Beneath this instruction is a listing. Transcribe from it only the stretch from the line with "this sample: (333,251)." through the line with "this sample: (329,249).", both end lines included, exactly as written.

━━━━━━━━━━━━━━━━━━━━━━━━━━━━━━

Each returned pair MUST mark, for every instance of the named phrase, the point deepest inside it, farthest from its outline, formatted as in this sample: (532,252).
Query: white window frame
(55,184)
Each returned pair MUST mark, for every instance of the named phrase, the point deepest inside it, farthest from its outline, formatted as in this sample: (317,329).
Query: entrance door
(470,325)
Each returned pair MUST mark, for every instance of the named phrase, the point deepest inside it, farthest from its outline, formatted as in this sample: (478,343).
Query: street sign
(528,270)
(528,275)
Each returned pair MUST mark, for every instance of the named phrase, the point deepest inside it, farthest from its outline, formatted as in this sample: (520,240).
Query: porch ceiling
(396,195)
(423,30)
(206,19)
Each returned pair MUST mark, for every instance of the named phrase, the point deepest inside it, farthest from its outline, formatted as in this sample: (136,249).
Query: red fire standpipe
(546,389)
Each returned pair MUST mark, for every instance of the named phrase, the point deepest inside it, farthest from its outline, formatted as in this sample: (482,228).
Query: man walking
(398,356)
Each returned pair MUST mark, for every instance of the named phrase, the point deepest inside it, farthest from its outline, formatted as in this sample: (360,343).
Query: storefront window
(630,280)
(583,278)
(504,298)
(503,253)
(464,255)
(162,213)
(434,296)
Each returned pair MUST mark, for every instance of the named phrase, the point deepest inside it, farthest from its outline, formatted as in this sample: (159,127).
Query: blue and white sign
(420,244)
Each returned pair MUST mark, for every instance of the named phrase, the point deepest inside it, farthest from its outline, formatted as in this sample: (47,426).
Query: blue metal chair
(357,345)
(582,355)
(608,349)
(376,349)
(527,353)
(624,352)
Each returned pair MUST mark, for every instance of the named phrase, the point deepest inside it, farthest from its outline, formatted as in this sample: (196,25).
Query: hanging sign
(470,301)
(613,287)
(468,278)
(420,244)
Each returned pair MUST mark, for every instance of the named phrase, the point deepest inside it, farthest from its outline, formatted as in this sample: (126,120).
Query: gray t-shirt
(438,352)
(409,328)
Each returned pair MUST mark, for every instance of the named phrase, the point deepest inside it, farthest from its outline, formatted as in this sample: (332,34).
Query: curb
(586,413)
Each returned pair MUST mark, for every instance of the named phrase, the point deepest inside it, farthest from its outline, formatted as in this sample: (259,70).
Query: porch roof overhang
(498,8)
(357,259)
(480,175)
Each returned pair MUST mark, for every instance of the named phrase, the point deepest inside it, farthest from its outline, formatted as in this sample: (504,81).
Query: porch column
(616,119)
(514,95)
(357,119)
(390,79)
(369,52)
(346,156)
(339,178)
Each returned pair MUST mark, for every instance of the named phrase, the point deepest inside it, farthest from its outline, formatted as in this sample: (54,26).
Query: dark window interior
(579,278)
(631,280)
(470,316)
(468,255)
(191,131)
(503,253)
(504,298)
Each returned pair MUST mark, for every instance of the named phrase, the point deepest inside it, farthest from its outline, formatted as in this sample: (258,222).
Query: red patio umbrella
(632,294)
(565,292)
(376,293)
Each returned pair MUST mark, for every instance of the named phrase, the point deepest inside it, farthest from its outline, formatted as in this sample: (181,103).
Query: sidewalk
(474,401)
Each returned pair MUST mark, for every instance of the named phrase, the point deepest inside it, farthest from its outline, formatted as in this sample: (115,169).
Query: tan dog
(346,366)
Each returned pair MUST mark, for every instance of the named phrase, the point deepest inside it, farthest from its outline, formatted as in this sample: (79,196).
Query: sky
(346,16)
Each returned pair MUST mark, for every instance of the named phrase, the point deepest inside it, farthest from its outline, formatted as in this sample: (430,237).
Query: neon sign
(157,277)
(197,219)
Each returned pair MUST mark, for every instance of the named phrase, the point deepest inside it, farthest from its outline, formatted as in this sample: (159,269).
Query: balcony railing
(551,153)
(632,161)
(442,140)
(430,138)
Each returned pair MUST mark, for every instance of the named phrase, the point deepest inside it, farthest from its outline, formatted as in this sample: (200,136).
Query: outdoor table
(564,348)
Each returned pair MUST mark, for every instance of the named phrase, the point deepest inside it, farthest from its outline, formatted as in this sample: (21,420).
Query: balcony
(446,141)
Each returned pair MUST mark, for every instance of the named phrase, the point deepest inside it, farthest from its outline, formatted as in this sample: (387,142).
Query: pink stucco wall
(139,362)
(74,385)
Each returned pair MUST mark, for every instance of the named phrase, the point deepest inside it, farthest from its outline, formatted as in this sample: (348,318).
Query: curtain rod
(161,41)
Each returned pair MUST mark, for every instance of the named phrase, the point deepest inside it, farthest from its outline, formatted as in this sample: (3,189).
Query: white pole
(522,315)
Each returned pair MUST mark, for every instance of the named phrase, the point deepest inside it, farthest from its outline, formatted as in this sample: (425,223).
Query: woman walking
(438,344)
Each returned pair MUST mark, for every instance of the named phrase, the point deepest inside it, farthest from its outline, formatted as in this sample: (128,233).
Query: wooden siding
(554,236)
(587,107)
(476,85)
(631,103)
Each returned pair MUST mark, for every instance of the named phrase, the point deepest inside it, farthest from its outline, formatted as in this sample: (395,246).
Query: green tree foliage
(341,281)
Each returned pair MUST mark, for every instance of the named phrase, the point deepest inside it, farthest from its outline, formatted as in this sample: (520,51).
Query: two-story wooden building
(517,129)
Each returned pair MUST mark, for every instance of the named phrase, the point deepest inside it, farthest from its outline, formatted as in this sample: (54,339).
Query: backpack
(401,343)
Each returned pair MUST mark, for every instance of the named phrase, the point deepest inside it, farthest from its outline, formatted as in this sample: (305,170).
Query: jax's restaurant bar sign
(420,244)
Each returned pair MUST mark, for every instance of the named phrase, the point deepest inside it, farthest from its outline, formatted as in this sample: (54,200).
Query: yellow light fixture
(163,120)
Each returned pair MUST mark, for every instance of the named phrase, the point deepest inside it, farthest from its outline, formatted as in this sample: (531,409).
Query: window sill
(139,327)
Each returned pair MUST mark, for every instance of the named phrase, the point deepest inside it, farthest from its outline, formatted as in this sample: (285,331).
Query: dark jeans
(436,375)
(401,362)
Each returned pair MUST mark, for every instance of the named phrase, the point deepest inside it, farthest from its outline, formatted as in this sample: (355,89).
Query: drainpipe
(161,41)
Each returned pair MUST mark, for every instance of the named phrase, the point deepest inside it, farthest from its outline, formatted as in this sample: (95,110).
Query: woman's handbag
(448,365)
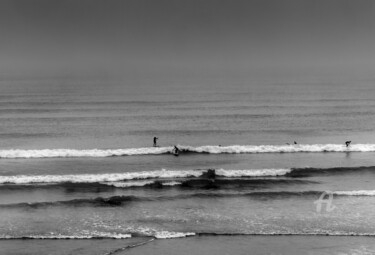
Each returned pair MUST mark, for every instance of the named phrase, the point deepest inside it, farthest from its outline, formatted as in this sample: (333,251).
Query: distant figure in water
(155,141)
(176,151)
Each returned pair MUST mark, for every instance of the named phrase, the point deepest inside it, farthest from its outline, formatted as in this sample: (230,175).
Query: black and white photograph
(187,127)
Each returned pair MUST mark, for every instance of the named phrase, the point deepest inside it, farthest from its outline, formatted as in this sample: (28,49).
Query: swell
(194,183)
(118,177)
(175,175)
(208,149)
(116,201)
(171,234)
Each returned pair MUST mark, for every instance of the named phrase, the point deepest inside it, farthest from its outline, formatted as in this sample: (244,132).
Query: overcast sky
(196,37)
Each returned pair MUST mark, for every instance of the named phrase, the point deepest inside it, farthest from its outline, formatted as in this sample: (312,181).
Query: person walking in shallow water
(176,151)
(155,141)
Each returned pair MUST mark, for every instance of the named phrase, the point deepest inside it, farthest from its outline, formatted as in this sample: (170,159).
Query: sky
(190,38)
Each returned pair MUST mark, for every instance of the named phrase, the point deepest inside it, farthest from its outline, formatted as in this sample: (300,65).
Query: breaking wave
(109,179)
(208,149)
(116,201)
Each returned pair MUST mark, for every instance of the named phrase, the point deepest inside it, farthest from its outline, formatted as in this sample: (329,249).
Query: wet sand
(208,245)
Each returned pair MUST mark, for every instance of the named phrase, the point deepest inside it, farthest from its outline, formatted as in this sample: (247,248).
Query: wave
(94,235)
(118,177)
(115,201)
(144,178)
(173,234)
(208,149)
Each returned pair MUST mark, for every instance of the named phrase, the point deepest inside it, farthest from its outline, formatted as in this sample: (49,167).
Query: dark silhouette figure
(176,151)
(155,141)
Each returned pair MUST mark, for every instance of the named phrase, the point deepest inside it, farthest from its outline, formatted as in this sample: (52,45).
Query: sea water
(77,162)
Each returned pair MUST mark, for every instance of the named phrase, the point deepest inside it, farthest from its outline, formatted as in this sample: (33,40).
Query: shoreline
(200,244)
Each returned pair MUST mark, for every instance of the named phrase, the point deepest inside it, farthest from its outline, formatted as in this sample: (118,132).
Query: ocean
(260,163)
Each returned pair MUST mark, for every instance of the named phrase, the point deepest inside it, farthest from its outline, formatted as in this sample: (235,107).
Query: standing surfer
(176,151)
(155,141)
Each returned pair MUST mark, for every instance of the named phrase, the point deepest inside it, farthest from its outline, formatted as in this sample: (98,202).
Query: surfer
(176,150)
(155,141)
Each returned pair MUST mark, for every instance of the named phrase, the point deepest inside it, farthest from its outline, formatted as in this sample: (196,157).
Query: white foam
(128,184)
(168,234)
(78,236)
(172,183)
(93,178)
(119,178)
(252,172)
(355,193)
(213,149)
(281,148)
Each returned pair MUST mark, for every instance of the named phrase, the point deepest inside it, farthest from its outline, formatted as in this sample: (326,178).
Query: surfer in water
(175,151)
(155,141)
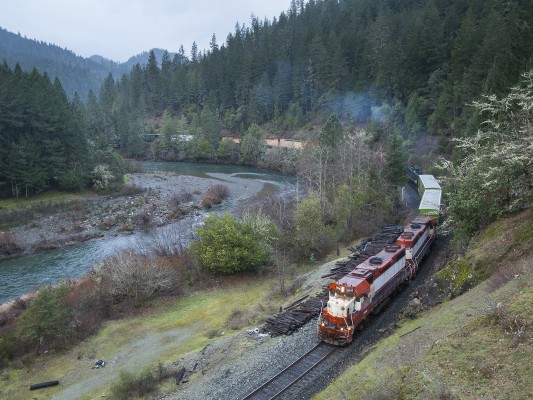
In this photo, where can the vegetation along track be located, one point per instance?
(286, 378)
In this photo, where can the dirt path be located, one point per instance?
(144, 350)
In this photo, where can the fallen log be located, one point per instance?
(43, 385)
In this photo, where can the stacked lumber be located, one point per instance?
(304, 309)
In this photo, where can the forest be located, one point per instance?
(401, 70)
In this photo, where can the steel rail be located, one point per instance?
(275, 383)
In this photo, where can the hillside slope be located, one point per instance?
(477, 345)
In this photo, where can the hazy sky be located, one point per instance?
(119, 29)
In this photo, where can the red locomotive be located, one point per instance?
(365, 288)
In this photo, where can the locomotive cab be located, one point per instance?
(343, 312)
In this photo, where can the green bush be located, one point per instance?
(226, 246)
(45, 320)
(70, 181)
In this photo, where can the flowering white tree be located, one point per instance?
(495, 176)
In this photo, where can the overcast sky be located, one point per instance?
(119, 29)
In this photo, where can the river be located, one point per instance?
(25, 274)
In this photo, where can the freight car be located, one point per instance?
(368, 286)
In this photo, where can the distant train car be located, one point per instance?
(426, 182)
(365, 289)
(413, 173)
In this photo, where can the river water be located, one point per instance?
(24, 274)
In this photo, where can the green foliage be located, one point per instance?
(331, 133)
(228, 150)
(493, 178)
(226, 245)
(70, 181)
(252, 145)
(201, 149)
(396, 158)
(46, 319)
(313, 238)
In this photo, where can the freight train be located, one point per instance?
(366, 289)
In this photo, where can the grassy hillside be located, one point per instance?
(477, 345)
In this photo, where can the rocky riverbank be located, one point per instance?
(149, 200)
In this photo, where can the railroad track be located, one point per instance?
(286, 378)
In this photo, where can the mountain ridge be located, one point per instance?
(76, 73)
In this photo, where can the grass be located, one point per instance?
(477, 345)
(453, 353)
(190, 319)
(496, 247)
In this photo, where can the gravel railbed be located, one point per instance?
(233, 367)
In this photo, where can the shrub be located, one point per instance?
(130, 385)
(69, 181)
(45, 320)
(226, 245)
(181, 197)
(136, 277)
(215, 195)
(8, 244)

━━━━━━━━━━━━━━━━━━━━━━━━━━━━━━

RESPONSE TO THIS TASK -
Each returned pair MUST mark, for every instance of the named phrase, the point deepest inside it, farthest from its outline, formatted as in this sample: (333,251).
Query: distant figure in water
(155,141)
(176,151)
Each returned pair MUST mark, for every instance of the named phrase, the point deepest inside it, farthest from its outline, formatted as in this sample: (230,175).
Query: black and white photograph
(187,127)
Each returned pair MUST mark, for every instance of the named phrase, the point deepest inside it, farthest from its outline, formatted as in this sample: (28,49).
Query: swell
(194,183)
(118,177)
(175,175)
(208,149)
(116,201)
(171,234)
Each returned pair MUST mark, for every instance of the named phrase, the point deepest inside it, farthest from its outline, formatted as in this sample: (244,132).
Query: overcast sky
(196,37)
Each returned pair MUST mark, for every instance of the named phrase, the point deepest inside it, farthest from its outline, formatted as in this sample: (312,181).
Query: person walking in shallow water
(176,151)
(155,141)
Each returned pair MUST mark, for every instance of the named phrase, the point deepest inside it, farthest from its outline, formatted as in this sample: (170,159).
Query: sky
(190,38)
Each returned pair MUST mark, for every instance of the named phrase, the point deepest inside it, farthest from its outline, formatted as in this sample: (300,65).
Query: breaking wave
(109,179)
(208,149)
(116,201)
Each returned pair MUST mark, for every instance of the named phrase, the point deepest inside it, farthest from its outline, formatted as in this sample: (329,249).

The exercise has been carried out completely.